▸ **The request**
Locate every line in the entries below that contains the string "item", and copy each such line in full.

(Shape boundary entries)
★ ★ ★ ★ ★ ★ ★

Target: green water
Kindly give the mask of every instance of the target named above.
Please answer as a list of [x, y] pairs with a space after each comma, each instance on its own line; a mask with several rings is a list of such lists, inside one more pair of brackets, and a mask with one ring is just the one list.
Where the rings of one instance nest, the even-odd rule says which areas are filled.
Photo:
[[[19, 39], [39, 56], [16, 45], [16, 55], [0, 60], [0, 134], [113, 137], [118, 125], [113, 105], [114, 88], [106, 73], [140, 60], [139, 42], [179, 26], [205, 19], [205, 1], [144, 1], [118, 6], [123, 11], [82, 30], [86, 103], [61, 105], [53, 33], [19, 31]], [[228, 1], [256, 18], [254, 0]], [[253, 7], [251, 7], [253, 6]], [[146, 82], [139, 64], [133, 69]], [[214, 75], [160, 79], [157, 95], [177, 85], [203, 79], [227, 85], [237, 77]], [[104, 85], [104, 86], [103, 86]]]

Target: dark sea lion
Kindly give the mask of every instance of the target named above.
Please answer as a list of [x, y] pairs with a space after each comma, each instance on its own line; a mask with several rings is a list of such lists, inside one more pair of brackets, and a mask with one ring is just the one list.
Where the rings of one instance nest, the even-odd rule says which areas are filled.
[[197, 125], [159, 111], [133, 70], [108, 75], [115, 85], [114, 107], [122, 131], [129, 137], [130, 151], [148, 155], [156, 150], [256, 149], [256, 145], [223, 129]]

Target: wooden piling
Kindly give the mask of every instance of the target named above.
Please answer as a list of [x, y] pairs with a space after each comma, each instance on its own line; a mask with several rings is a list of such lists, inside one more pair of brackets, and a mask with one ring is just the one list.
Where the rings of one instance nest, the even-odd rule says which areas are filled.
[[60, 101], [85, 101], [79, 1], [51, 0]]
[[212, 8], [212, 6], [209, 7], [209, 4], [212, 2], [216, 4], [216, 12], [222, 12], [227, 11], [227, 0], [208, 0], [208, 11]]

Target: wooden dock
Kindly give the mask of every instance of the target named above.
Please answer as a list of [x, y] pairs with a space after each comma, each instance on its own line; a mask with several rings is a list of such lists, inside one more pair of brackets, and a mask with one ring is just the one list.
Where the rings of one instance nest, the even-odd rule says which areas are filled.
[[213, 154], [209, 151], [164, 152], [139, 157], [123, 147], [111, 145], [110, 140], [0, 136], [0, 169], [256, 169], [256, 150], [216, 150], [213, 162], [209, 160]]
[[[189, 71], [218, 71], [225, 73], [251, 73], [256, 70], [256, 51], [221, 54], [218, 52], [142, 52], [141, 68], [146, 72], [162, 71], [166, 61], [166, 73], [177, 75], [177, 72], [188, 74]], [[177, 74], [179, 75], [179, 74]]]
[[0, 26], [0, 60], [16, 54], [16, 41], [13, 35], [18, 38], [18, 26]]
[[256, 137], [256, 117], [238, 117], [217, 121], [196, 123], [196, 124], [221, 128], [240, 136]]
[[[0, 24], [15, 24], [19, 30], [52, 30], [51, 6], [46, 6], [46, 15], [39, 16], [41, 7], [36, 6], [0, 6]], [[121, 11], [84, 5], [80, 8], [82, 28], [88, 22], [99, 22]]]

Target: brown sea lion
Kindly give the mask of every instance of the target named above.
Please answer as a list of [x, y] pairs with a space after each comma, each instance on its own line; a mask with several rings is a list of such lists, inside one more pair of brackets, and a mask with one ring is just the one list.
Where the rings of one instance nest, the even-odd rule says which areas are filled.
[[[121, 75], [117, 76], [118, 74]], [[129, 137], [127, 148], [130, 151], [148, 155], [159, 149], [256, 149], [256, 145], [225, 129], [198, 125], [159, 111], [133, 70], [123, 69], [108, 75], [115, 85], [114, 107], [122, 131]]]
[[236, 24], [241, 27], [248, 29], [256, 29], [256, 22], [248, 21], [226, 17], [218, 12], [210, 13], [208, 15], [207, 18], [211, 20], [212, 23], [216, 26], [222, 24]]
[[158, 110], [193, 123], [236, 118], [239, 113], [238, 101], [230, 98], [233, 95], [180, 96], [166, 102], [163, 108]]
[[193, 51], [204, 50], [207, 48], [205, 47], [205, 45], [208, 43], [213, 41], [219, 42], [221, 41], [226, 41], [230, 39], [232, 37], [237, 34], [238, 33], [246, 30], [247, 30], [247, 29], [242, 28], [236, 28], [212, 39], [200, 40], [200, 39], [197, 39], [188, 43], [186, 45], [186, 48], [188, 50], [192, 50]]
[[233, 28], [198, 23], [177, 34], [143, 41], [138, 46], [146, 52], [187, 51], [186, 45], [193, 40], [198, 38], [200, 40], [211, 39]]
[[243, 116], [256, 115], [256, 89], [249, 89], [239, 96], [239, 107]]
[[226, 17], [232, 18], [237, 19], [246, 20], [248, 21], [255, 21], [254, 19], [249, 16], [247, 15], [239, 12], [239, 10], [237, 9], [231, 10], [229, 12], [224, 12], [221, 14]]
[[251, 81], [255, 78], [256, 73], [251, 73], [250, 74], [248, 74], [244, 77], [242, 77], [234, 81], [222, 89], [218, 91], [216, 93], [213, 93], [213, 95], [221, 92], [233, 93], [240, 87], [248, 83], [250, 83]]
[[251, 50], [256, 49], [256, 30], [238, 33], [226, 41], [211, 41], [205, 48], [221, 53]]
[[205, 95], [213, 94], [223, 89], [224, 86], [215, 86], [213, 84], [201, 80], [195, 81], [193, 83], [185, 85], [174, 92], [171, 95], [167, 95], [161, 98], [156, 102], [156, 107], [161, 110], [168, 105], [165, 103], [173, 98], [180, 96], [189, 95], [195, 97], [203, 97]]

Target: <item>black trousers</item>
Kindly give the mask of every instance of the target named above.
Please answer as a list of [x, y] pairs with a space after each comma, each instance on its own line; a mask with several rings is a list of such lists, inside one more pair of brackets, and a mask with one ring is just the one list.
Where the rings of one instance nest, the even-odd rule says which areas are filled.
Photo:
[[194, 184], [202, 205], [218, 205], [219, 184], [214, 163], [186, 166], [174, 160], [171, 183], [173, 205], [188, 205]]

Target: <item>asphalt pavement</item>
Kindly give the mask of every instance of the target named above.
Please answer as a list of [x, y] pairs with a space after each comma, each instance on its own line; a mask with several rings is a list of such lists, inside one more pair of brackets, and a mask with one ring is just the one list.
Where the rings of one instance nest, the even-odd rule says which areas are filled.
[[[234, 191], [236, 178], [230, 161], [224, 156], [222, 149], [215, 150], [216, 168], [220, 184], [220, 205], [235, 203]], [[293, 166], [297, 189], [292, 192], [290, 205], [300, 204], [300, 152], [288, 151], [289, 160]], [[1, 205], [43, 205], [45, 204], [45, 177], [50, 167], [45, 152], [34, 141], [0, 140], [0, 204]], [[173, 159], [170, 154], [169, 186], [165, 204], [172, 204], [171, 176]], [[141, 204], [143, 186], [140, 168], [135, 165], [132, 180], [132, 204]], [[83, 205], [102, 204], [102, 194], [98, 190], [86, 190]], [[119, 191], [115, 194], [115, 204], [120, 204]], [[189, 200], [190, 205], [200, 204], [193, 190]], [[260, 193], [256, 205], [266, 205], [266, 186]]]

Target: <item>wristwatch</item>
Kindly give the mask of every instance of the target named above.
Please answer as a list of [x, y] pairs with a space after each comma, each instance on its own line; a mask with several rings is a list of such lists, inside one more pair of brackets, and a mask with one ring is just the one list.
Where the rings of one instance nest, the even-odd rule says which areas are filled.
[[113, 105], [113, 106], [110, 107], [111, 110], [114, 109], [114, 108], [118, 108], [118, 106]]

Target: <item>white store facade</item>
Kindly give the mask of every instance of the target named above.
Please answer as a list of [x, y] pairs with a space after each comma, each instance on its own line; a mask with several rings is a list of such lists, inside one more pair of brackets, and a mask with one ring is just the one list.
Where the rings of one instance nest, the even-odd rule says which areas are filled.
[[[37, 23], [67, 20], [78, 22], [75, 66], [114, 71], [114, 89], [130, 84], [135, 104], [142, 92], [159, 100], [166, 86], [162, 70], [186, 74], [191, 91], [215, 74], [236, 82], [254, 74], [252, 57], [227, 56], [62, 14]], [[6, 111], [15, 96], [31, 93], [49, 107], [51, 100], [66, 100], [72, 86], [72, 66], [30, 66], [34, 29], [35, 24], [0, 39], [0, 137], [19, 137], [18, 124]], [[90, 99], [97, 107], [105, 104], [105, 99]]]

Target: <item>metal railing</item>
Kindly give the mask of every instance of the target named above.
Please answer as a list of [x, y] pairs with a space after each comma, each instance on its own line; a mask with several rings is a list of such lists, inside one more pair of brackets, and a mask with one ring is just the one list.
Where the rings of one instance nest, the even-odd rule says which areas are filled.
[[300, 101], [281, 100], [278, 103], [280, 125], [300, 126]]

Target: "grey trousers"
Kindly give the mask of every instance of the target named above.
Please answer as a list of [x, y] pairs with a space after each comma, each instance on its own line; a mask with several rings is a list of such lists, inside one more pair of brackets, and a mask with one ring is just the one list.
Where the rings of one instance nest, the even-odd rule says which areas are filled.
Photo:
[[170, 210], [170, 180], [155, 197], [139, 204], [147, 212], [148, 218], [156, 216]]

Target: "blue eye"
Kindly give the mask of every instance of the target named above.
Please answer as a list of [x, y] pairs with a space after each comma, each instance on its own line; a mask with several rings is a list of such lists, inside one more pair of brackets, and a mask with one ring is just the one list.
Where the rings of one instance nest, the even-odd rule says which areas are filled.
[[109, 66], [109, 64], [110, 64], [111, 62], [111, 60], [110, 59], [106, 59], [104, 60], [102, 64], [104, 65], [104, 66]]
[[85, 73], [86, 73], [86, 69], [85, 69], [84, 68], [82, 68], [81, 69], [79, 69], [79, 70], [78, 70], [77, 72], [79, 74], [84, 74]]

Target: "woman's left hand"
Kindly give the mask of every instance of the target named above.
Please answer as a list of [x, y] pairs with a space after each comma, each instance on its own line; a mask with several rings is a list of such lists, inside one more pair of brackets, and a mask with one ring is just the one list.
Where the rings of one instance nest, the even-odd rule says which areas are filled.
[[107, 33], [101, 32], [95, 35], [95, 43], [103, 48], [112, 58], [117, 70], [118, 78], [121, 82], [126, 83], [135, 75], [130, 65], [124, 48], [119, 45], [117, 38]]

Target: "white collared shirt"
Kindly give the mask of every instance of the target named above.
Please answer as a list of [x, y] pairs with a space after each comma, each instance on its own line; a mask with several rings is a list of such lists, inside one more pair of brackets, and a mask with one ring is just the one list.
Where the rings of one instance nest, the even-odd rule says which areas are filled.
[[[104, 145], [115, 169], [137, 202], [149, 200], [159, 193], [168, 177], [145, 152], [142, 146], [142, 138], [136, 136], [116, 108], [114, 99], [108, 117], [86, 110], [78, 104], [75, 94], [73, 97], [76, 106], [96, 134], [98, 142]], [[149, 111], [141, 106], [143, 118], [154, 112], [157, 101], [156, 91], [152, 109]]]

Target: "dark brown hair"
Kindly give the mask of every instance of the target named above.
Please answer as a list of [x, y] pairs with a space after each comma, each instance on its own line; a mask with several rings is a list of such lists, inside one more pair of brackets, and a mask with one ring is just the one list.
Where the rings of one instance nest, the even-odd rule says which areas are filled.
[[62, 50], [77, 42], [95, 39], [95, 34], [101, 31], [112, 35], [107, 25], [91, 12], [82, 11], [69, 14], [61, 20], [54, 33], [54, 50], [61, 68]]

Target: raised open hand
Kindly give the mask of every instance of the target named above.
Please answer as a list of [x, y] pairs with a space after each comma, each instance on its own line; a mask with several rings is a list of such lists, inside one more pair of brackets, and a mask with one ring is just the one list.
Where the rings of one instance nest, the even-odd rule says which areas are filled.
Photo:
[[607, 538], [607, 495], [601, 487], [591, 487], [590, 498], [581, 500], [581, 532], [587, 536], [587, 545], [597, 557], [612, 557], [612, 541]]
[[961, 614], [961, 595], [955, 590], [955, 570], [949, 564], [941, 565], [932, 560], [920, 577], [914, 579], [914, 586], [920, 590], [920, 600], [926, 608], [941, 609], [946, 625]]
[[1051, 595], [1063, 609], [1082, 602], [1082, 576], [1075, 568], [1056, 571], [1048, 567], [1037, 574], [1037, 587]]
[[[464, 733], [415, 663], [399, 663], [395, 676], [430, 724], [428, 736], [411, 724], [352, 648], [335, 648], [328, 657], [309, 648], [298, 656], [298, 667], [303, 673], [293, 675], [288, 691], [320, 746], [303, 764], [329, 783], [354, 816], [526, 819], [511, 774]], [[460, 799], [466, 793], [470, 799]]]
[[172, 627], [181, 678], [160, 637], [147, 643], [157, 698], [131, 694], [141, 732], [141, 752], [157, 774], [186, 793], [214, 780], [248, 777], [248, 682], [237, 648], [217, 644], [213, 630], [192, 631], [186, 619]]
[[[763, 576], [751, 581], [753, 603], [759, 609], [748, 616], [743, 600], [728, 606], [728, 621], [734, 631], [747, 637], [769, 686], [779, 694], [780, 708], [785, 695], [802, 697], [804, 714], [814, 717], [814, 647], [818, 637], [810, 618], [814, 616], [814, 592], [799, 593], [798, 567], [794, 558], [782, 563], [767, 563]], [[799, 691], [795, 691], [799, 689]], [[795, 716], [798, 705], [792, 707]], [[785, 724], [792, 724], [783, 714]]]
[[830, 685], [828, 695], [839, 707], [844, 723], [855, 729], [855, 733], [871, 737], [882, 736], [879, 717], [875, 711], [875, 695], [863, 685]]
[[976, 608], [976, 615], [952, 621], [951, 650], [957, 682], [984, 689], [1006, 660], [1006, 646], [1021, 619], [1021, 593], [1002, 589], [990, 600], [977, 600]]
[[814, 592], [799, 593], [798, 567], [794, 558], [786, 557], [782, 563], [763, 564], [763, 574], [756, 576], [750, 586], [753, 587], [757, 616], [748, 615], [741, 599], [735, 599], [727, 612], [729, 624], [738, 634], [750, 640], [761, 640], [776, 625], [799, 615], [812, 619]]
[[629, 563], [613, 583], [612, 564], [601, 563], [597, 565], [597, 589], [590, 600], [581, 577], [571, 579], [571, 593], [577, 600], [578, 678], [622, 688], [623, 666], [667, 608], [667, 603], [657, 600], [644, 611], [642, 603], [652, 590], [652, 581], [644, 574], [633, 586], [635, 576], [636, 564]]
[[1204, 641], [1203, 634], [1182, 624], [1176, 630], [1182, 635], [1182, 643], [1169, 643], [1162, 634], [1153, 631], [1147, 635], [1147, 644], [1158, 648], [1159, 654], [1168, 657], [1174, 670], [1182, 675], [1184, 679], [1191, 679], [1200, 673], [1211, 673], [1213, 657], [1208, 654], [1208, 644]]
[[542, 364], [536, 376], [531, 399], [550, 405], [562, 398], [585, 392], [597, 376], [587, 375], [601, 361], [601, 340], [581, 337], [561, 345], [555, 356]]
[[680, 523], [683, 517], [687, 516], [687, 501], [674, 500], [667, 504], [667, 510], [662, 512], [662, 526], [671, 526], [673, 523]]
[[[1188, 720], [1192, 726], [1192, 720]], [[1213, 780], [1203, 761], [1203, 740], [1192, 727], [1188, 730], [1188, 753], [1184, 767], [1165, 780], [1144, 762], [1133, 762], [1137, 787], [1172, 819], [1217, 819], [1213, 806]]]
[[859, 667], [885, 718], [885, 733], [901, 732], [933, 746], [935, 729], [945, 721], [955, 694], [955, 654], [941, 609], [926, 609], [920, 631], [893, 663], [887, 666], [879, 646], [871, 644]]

★ ★ ★ ★ ★ ★ ★

▸ **Result for this exercise**
Target: <item>black trousers</item>
Target: <item>asphalt pavement</item>
Target: <item>wristwatch</item>
Target: <item>white store facade</item>
Target: <item>metal railing</item>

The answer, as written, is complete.